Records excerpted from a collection
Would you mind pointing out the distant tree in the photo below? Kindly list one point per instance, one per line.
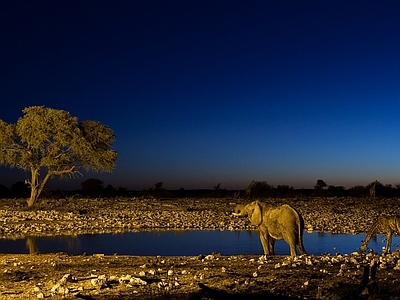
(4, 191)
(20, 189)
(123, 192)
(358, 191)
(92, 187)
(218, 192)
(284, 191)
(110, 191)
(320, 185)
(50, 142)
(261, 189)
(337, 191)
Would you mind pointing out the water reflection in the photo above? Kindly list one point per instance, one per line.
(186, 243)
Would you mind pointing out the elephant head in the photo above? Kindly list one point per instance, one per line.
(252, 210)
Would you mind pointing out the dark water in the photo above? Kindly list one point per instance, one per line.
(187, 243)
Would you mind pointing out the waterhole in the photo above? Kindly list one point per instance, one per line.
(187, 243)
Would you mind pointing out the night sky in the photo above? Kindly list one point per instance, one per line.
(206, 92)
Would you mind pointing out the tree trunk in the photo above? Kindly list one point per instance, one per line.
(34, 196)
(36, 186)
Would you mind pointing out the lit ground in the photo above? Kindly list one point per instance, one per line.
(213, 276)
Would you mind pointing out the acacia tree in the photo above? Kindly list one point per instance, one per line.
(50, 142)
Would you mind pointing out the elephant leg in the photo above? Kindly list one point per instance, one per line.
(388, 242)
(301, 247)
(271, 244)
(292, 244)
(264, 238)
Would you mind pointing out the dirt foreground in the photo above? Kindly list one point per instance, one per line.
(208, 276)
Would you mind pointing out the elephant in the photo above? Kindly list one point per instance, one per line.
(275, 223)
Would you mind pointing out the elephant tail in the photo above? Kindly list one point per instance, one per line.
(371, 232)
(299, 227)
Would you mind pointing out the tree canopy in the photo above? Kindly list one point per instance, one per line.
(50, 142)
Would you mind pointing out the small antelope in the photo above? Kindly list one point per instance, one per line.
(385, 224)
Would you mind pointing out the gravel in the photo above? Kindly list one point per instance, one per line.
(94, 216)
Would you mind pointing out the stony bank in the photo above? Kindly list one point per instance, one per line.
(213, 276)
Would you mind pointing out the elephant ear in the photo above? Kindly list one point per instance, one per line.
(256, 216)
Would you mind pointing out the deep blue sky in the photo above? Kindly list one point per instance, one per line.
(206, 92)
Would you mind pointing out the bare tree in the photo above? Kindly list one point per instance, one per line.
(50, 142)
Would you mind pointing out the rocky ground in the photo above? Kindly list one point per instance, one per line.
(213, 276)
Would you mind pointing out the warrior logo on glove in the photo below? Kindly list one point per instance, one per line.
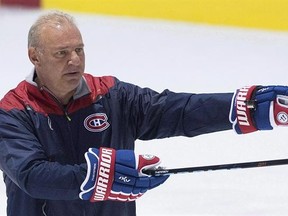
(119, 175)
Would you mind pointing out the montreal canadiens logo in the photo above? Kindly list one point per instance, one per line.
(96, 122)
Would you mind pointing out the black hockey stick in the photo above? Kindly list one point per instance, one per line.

**GOAL OF THE EXERCISE**
Write out again every line above exactly as given; the pictures do not belong in the copy.

**WORKED SOLUTION**
Would you mind pointing out the distant tree in the photo below? Kindly list one point per instance, one per line.
(4, 191)
(20, 189)
(123, 192)
(358, 191)
(92, 187)
(218, 192)
(284, 191)
(110, 191)
(320, 185)
(50, 142)
(261, 189)
(337, 191)
Would you mind pointing out the water reflection in the photo above? Kindly list one point per instance, one per line.
(186, 243)
Would you mind pointing out the elephant head in the photo above? Kindly list one point per instance, one per line.
(252, 210)
Would you mind pointing out the dark water in the photo above? Kindly list one point per instance, one per line.
(187, 243)
Would you mind pointing out the waterhole in the photo above? Kindly list one point per instance, one per line.
(187, 243)
Would you mind pointing out the night sky in the photo above? Kindly list one point per instance, one per line.
(206, 92)
Would you mind pointing out the tree trunk in the photo above? Kindly list one point per instance, one per line.
(34, 196)
(36, 186)
Would you mind pointing out the lit ground in the photo above? Kindly list one point per instance, one per line.
(213, 276)
Would you mind pointing out the acacia tree in the photo above? Kindly list one point per instance, one per line.
(50, 142)
Would you mind pointing out the elephant leg in the photo above? Kindly list one point per instance, one per line.
(388, 242)
(301, 247)
(271, 244)
(292, 244)
(264, 238)
Would you mind pointing out the dirt foreground in the photo above? Kindly list one point per instance, one per line.
(208, 276)
Would you mind pointing out the elephant in the photo above? Kindly list one point per instance, one per line.
(275, 223)
Would you mind pointing out the elephant tail in the photo above? Kindly list one point per instance, one per line.
(371, 232)
(299, 227)
Would you mind pointing out the tree canopy in the photo above? Kindly list one point per instance, one per line.
(50, 142)
Would you mind pointing out the small antelope in the photo above? Kindly list one point per instance, one per line.
(385, 224)
Would you mind pointing out the gravel in the photo above? Kindly list one point per instance, one per line.
(94, 216)
Would you mind pointing out the stony bank in the photo above? Kindly list one point per instance, one per line.
(213, 276)
Would you mind pointing out the elephant ear in the photo above? Kindly list one point per instance, one per line.
(256, 216)
Would you mind pointing out the deep blue sky in the photo above? Kindly list one point per instance, one per line.
(206, 92)
Would you mind pointing out the bare tree in the photo above? Kindly list one point per instance, one per line.
(50, 142)
Would you mind pointing out the rocky ground in the photo above? Kindly list one point per instance, one per line.
(213, 276)
Would you mind pointing out the warrior logo on glove in the photo below? Kindly list one point per instance, one per line.
(119, 175)
Would you mind pointing out the montreal canadiens logo in the photo above? Kindly list one point per instance, one per line.
(96, 122)
Would you mind pointing out the black hockey stick in the photo above? Kindly list one point per instance, one per line.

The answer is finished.